(Contour annotation records)
>> Start
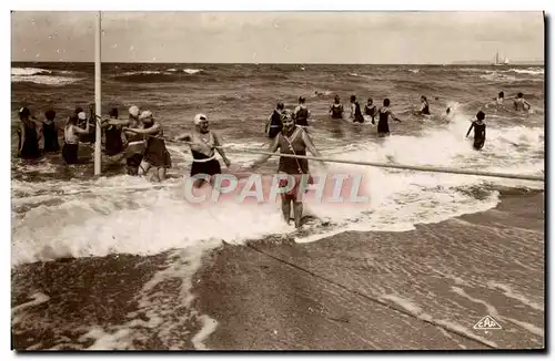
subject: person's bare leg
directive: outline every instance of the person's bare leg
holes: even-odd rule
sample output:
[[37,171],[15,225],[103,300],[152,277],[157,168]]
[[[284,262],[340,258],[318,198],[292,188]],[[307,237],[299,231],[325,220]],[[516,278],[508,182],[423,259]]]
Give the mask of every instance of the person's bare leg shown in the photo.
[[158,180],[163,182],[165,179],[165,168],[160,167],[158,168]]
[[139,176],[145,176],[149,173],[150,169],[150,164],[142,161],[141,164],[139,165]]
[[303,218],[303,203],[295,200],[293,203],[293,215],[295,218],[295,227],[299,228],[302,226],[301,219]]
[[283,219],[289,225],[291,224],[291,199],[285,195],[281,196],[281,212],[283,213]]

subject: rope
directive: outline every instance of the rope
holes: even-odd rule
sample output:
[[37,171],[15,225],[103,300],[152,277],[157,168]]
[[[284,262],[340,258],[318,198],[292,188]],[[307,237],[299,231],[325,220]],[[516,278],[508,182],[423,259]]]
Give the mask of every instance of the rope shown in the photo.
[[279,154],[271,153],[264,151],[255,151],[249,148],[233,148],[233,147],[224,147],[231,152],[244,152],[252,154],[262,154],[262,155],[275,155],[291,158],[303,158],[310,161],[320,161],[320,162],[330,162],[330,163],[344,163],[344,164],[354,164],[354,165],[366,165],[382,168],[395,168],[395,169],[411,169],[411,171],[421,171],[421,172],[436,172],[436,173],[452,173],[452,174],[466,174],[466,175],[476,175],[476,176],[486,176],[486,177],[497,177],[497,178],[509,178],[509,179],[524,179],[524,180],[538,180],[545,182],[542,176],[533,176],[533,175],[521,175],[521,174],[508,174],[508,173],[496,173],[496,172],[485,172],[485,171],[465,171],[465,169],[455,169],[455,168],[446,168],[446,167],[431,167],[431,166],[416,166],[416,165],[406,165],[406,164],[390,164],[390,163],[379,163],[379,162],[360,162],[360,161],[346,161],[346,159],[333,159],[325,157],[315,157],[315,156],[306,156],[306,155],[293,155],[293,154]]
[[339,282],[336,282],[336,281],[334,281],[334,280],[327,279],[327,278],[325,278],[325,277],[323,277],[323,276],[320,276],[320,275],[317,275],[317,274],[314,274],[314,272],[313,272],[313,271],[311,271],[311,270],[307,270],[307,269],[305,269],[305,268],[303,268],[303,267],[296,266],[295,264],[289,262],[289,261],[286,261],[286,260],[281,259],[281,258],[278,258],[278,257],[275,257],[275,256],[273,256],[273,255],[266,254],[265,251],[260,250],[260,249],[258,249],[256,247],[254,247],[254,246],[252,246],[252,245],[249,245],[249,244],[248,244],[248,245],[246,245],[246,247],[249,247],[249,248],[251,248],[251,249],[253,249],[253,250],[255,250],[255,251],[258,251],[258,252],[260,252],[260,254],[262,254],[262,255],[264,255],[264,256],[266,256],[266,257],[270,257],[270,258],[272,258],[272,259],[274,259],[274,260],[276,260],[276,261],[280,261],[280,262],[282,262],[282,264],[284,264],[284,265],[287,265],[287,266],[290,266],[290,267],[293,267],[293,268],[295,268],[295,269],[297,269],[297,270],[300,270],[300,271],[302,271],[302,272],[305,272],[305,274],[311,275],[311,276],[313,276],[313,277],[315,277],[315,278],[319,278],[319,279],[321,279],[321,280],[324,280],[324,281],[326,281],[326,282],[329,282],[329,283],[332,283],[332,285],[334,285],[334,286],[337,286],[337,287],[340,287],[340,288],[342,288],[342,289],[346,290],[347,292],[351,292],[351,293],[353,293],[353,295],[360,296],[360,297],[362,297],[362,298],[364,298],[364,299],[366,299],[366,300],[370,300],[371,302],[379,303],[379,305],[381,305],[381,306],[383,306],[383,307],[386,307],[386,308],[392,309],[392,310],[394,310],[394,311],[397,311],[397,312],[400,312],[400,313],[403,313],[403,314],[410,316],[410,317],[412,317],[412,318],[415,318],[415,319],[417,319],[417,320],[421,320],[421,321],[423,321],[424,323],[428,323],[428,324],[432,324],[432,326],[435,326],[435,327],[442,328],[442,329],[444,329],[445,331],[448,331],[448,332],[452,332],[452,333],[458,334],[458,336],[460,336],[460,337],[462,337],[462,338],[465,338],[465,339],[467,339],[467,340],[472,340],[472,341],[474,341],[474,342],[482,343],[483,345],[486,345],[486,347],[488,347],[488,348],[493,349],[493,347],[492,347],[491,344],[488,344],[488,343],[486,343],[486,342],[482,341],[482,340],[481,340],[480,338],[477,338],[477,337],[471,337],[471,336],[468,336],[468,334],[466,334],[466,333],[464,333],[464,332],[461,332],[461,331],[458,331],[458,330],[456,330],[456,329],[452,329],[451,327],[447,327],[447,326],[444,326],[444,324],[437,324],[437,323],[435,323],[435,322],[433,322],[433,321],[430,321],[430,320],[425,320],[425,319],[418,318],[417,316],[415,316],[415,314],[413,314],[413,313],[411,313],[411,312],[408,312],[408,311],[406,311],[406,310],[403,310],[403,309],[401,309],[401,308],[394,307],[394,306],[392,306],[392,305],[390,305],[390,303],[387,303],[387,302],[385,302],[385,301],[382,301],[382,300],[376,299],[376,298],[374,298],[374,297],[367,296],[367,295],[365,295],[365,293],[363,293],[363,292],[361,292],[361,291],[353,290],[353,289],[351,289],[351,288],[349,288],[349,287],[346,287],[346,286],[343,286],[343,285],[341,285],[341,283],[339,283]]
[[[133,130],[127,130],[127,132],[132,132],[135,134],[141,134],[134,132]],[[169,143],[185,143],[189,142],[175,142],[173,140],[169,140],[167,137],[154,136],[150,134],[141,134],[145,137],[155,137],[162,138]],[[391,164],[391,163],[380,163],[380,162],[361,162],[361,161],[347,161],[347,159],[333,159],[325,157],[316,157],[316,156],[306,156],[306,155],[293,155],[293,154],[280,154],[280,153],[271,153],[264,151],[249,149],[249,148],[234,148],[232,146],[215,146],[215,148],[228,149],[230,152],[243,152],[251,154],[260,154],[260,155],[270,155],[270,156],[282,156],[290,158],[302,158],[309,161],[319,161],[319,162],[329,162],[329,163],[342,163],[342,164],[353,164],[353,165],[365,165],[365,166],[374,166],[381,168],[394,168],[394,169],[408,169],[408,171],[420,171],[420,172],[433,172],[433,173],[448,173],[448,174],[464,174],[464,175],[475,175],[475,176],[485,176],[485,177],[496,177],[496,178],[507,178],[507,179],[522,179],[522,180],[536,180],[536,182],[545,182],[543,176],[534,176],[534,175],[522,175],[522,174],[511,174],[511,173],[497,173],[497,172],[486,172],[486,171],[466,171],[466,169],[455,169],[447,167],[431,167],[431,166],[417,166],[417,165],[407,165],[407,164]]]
>> End
▶ _Aim of the task_
Reproduce the material word for word, minus the images.

▶ _Reply to the task_
subject: person's bare leg
directive: outline every instance of the person's bare leg
holes: even-odd rule
sample output:
[[37,171],[15,225],[103,300],[152,277],[157,168]]
[[[284,262],[340,258],[318,198],[292,188]],[[307,237],[299,231],[325,220]],[[516,278],[508,182],[423,259]]]
Give the mask of every instance of the person's bare leg shown in the photo.
[[158,180],[163,182],[165,179],[165,168],[160,167],[158,168]]
[[139,176],[145,176],[149,173],[150,169],[150,164],[142,161],[141,164],[139,165]]
[[303,218],[303,203],[295,200],[293,203],[293,215],[295,218],[295,227],[299,228],[302,226],[301,219]]
[[283,219],[289,225],[291,224],[291,199],[285,195],[281,196],[281,212],[283,213]]

subject: rope
directive: outline every instance of the rope
holes: even-odd rule
sample output:
[[37,171],[15,225],[103,300],[152,277],[157,168]]
[[[284,262],[340,258],[318,198],[292,188]],[[307,237],[299,231],[325,220]],[[516,278],[508,182],[423,259]]]
Give the mask of every instance of the rope shown in the photo.
[[279,154],[271,153],[264,151],[255,151],[249,148],[233,148],[233,147],[224,147],[231,152],[244,152],[252,154],[262,154],[262,155],[275,155],[291,158],[303,158],[310,161],[320,161],[320,162],[330,162],[330,163],[344,163],[344,164],[354,164],[354,165],[366,165],[382,168],[395,168],[395,169],[411,169],[411,171],[421,171],[421,172],[436,172],[436,173],[452,173],[452,174],[466,174],[466,175],[476,175],[476,176],[486,176],[486,177],[497,177],[497,178],[509,178],[509,179],[524,179],[524,180],[538,180],[545,182],[542,176],[533,176],[533,175],[521,175],[521,174],[508,174],[508,173],[496,173],[496,172],[485,172],[485,171],[465,171],[465,169],[455,169],[455,168],[446,168],[446,167],[431,167],[431,166],[416,166],[416,165],[406,165],[406,164],[390,164],[390,163],[379,163],[379,162],[360,162],[360,161],[346,161],[346,159],[333,159],[325,157],[315,157],[315,156],[306,156],[306,155],[293,155],[293,154]]
[[339,282],[336,282],[336,281],[334,281],[334,280],[327,279],[327,278],[325,278],[325,277],[323,277],[323,276],[320,276],[320,275],[317,275],[317,274],[314,274],[314,272],[313,272],[313,271],[311,271],[311,270],[307,270],[307,269],[305,269],[305,268],[303,268],[303,267],[296,266],[295,264],[289,262],[289,261],[286,261],[286,260],[281,259],[281,258],[278,258],[278,257],[275,257],[275,256],[273,256],[273,255],[266,254],[265,251],[260,250],[260,249],[258,249],[256,247],[254,247],[254,246],[252,246],[252,245],[249,245],[249,244],[248,244],[248,245],[246,245],[246,247],[249,247],[249,248],[251,248],[251,249],[253,249],[253,250],[255,250],[255,251],[258,251],[258,252],[260,252],[260,254],[262,254],[262,255],[264,255],[264,256],[266,256],[266,257],[270,257],[270,258],[272,258],[272,259],[274,259],[274,260],[276,260],[276,261],[280,261],[280,262],[282,262],[282,264],[284,264],[284,265],[287,265],[287,266],[290,266],[290,267],[293,267],[293,268],[295,268],[295,269],[297,269],[297,270],[300,270],[300,271],[302,271],[302,272],[305,272],[305,274],[311,275],[311,276],[313,276],[313,277],[315,277],[315,278],[319,278],[319,279],[321,279],[321,280],[324,280],[324,281],[326,281],[326,282],[329,282],[329,283],[332,283],[332,285],[334,285],[334,286],[337,286],[337,287],[340,287],[340,288],[342,288],[342,289],[346,290],[347,292],[351,292],[351,293],[353,293],[353,295],[360,296],[360,297],[362,297],[362,298],[364,298],[364,299],[366,299],[366,300],[370,300],[371,302],[379,303],[379,305],[381,305],[381,306],[383,306],[383,307],[386,307],[386,308],[392,309],[392,310],[394,310],[394,311],[397,311],[397,312],[400,312],[400,313],[403,313],[403,314],[410,316],[410,317],[412,317],[412,318],[415,318],[415,319],[417,319],[417,320],[421,320],[421,321],[423,321],[424,323],[428,323],[428,324],[432,324],[432,326],[435,326],[435,327],[442,328],[442,329],[444,329],[445,331],[448,331],[448,332],[452,332],[452,333],[458,334],[458,336],[460,336],[460,337],[462,337],[462,338],[465,338],[465,339],[467,339],[467,340],[472,340],[472,341],[474,341],[474,342],[482,343],[483,345],[486,345],[486,347],[488,347],[488,348],[493,349],[493,347],[492,347],[491,344],[488,344],[488,343],[486,343],[486,342],[482,341],[482,340],[481,340],[480,338],[477,338],[477,337],[471,337],[471,336],[468,336],[468,334],[466,334],[466,333],[464,333],[464,332],[461,332],[461,331],[458,331],[458,330],[456,330],[456,329],[452,329],[451,327],[447,327],[447,326],[444,326],[444,324],[437,324],[437,323],[435,323],[435,322],[433,322],[433,321],[430,321],[430,320],[425,320],[425,319],[418,318],[417,316],[415,316],[415,314],[413,314],[413,313],[411,313],[411,312],[408,312],[408,311],[406,311],[406,310],[403,310],[403,309],[401,309],[401,308],[394,307],[394,306],[392,306],[392,305],[390,305],[390,303],[387,303],[387,302],[385,302],[385,301],[382,301],[382,300],[376,299],[376,298],[374,298],[374,297],[367,296],[367,295],[365,295],[365,293],[363,293],[363,292],[361,292],[361,291],[353,290],[353,289],[351,289],[351,288],[349,288],[349,287],[346,287],[346,286],[343,286],[343,285],[341,285],[341,283],[339,283]]
[[[133,130],[127,130],[127,132],[132,132],[135,134],[141,134],[134,132]],[[169,143],[185,143],[189,142],[175,142],[173,140],[169,140],[167,137],[154,136],[150,134],[141,134],[145,137],[155,137],[162,138]],[[391,164],[391,163],[380,163],[380,162],[361,162],[361,161],[347,161],[347,159],[333,159],[325,157],[316,157],[316,156],[306,156],[306,155],[293,155],[293,154],[280,154],[280,153],[271,153],[264,151],[249,149],[249,148],[234,148],[232,146],[215,146],[215,148],[228,149],[230,152],[243,152],[251,154],[260,154],[260,155],[270,155],[270,156],[282,156],[290,158],[302,158],[309,161],[319,161],[319,162],[329,162],[329,163],[342,163],[342,164],[353,164],[353,165],[365,165],[365,166],[374,166],[381,168],[394,168],[394,169],[408,169],[408,171],[420,171],[420,172],[433,172],[433,173],[448,173],[448,174],[464,174],[464,175],[475,175],[475,176],[485,176],[485,177],[496,177],[496,178],[507,178],[507,179],[522,179],[522,180],[536,180],[536,182],[545,182],[543,176],[534,176],[534,175],[522,175],[522,174],[511,174],[511,173],[497,173],[497,172],[486,172],[486,171],[466,171],[466,169],[455,169],[447,167],[431,167],[431,166],[417,166],[417,165],[407,165],[407,164]]]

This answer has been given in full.